(Referring expression pointing data)
********
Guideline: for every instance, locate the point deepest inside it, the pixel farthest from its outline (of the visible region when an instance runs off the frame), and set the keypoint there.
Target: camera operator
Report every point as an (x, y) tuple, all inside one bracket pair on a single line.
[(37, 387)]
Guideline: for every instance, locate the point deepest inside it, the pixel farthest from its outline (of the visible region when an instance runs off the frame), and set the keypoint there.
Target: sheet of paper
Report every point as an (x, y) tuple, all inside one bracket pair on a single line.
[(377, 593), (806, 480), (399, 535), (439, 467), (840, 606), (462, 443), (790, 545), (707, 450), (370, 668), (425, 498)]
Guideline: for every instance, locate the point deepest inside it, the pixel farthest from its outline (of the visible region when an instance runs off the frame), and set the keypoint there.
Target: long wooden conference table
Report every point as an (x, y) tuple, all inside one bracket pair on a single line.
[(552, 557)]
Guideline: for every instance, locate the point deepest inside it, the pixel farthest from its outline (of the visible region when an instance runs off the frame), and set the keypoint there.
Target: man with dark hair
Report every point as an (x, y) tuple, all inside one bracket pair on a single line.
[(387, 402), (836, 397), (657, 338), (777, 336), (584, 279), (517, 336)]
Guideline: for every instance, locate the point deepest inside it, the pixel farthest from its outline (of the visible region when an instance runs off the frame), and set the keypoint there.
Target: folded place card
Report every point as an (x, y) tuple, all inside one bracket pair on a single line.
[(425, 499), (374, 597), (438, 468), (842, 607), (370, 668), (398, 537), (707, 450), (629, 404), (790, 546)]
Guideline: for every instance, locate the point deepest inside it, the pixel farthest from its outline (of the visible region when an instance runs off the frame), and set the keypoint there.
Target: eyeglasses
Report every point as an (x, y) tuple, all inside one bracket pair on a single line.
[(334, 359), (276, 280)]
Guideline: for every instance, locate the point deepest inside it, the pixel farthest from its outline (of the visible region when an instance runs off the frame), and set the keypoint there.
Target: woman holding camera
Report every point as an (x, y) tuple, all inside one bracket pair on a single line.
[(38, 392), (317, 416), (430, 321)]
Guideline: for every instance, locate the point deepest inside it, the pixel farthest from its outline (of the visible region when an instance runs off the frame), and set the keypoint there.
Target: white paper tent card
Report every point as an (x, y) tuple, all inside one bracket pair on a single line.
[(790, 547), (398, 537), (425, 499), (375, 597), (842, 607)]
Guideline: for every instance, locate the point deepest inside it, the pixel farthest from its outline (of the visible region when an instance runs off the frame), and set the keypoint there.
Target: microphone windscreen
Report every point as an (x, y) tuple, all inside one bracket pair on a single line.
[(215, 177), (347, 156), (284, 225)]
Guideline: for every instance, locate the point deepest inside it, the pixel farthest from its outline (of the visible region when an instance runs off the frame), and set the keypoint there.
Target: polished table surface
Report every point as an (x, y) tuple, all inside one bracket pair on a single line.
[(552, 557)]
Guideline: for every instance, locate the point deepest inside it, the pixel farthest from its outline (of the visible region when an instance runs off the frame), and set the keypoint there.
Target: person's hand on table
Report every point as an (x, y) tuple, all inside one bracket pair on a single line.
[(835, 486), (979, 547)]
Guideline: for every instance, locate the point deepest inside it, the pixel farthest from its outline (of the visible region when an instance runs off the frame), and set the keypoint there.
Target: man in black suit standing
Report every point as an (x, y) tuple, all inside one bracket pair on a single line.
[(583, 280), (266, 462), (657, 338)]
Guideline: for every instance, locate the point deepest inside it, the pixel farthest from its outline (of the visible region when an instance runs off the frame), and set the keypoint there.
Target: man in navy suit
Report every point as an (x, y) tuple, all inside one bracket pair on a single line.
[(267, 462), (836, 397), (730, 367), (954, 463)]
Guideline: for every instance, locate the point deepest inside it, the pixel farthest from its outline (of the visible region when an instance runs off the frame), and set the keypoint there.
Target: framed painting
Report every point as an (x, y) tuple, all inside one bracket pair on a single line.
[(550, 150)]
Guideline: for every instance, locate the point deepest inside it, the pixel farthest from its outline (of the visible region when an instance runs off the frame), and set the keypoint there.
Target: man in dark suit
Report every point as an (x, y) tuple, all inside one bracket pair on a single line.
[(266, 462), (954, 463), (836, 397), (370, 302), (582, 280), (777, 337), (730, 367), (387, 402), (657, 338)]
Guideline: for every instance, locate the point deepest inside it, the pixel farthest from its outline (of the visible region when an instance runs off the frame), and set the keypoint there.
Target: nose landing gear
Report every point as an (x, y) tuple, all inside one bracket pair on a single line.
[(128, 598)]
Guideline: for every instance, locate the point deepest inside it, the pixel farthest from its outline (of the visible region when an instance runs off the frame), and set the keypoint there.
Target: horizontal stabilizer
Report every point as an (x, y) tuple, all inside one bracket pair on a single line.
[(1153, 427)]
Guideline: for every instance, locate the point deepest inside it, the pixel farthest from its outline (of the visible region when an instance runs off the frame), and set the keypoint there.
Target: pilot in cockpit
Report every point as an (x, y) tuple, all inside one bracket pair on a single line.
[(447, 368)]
********
Write the records above out again precisely.

Guideline: for every instance, locate the point deepest inside it, the pixel farthest from its outline (of the visible region when an instance runs off the frame), and set the keypoint there.
Target: camera operator
Report every point as an (x, y) tuple, all inside one bracket pair on a single line.
[(37, 387)]
Guideline: for every instance, locate the point deepest inside it, the pixel farthest from its outline (of the visible region when an instance runs off the frame), and set the keypoint there.
Target: sheet of paper
Report every point as an (x, y) tuple, all inside one bracket pair on a single line.
[(377, 593), (806, 480), (399, 535), (439, 467), (840, 606), (462, 443), (790, 545), (707, 450), (370, 668), (425, 498)]
Guideline: for every instance, locate the point deepest inside it, the pixel farthest from its outline (of the visible region when an instance runs off the frame), and set the keypoint there.
Target: long wooden conference table
Report every point as an (x, y) tuple, all inside one bracket pair on a single line.
[(552, 557)]
Guideline: for every instance, locate the point deepest inside it, the pixel farthest from its outline (of the visible region when an instance runs off the frame), and set the keypoint there.
Target: man with dark hair
Report every point as an (x, y) tuple, all inside one bracket pair on a single line.
[(387, 402), (836, 397), (657, 338), (777, 336), (584, 279), (517, 336)]
Guideline: for every instance, locate the point deepest inside it, the pixel farthest from its outline (of the visible region when an instance runs off the frame), and set the keypoint there.
Target: folded place card
Report every point as an (x, y) tuple, all inside one bracket pair on a single line.
[(425, 499), (374, 597), (438, 468), (842, 607), (370, 668), (398, 537), (707, 450), (629, 404), (790, 546)]
Guideline: for every instance, locate the point deepest inside it, the pixel farthest from its outline (of the visible region when an instance runs off the frame), and set the keypoint there.
Target: eyeglasses
Report every point as an (x, y) tuple, all inside one bracket pair on a single line.
[(334, 359), (276, 280)]
Guideline: for every instance, locate the point deepest inside it, the pixel farthest from its outline (of the visible region when an instance runs off the frame), and set the keypoint there.
Target: woman holding camera
Report every point as an (x, y) tuple, all inside one bracket pair on a single line.
[(38, 392), (317, 416), (430, 321)]
Guideline: for every instance, locate the point deepest inside it, the pixel farthest from its outline (of the visible region when an instance runs off the frame), and set the keypoint there.
Target: white paper tent card
Report every point as an (x, y) tuple, all inside one bracket pair on a single line.
[(790, 547), (398, 537), (425, 499), (375, 597), (842, 607)]
Guideline: for every instance, locate the point deepest inside it, the pixel farthest from its outline (of the visible region when an instance runs off the frame), and set the keypoint there.
Target: microphone windscreen
Report every point as an (x, y) tuple, all inside one bracket pair on a single line.
[(215, 177), (347, 156), (284, 225)]
Guideline: for every instance, locate the point deepest inside it, the pixel farthest from its outline (of the visible region when an instance runs off the frame), and set the keypoint there.
Target: polished table surface
Report every point as an (x, y) tuple, all inside one bracket pair on a single line.
[(552, 557)]
Guideline: for every instance, locate the point deepest inside it, the pixel farthest from its outline (of the visible region when an instance runs off the frame), and set the keypoint there.
Target: person's hand on table
Report every point as an (x, y) tuple, all inside one bracket pair on a single line.
[(835, 486), (979, 547)]
Guideline: for every instance, locate the point deepest inside it, the pixel farthest from its outline (of the visible region when an instance runs off the frame), and set the keypoint there.
Target: man in black suit standing
Report every point as an (x, y) tuple, all inside one bracket pair on a single line.
[(583, 280), (266, 462), (657, 338)]
Guideline: for every instance, locate the point deepest inside it, the pixel farthest from its outline (of the visible region when an instance runs off the frame), and set the keypoint there.
Target: man in navy suit
Report every point as an (x, y) tuple, all inside one bracket pair on a single line.
[(267, 462), (836, 397), (730, 367), (954, 463)]
Guideline: for every instance, locate the point deepest inside it, the pixel farthest from its outline (of the visible region when an instance runs off the frame), and set the keypoint there.
Target: framed painting
Report every point as an (x, y) tuple, all inside one bracket pair on a single line.
[(550, 150)]
Guideline: for every instance, locate the point deepest inside it, the pixel farthest from its outline (of the visible region when an instance runs off the frame), and set the keypoint there.
Target: man in dark suit
Report every point as an (x, y) tuple, all inside one bracket pair on a single line.
[(266, 462), (954, 463), (836, 397), (370, 302), (582, 280), (777, 337), (730, 367), (387, 402), (657, 338)]
Guideline: for every instance, locate the point deepest inside it, the pixel farthest from its outline (of the visible region when an instance runs off the frame), and set the keypoint there.
Target: nose landing gear
Report every point as an (x, y) tuple, all inside one bracket pair on a single line.
[(128, 598)]
Guideline: for every instance, locate the point deepest inside it, the pixel farthest from its outline (of the visible region when an instance runs off the frame), and set the keypoint there.
Target: horizontal stabilizer
Report every point as an (x, y) tuple, all inside one bracket pair on a single line.
[(1153, 427)]
Guideline: for every instance, locate the point deepest inside it, the pixel farthest from its outline (of the visible region when an instance runs off the frame), and set the keypoint there.
Target: pilot in cockpit
Report every point as an (x, y) tuple, all inside one bracket pair on a single line.
[(447, 368)]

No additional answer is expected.